> **Request**
Change "california poppy" to "golden poppy" in the data below and leave every other part as it is.

> **Provided entries**
-------
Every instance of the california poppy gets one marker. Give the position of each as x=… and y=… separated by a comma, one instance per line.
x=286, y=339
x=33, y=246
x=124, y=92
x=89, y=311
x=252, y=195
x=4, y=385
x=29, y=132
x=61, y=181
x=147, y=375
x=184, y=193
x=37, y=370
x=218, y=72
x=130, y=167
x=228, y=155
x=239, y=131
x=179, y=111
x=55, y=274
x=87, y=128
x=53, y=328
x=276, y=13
-------
> **Task solution**
Every instance of the golden poppy gets one marker. Give the position of each as x=… and y=… separated by a comma, one instance per line.
x=286, y=339
x=33, y=246
x=124, y=92
x=89, y=311
x=252, y=195
x=4, y=385
x=29, y=132
x=61, y=181
x=147, y=375
x=184, y=193
x=37, y=370
x=218, y=72
x=130, y=167
x=228, y=155
x=239, y=131
x=179, y=111
x=55, y=274
x=87, y=128
x=53, y=328
x=276, y=13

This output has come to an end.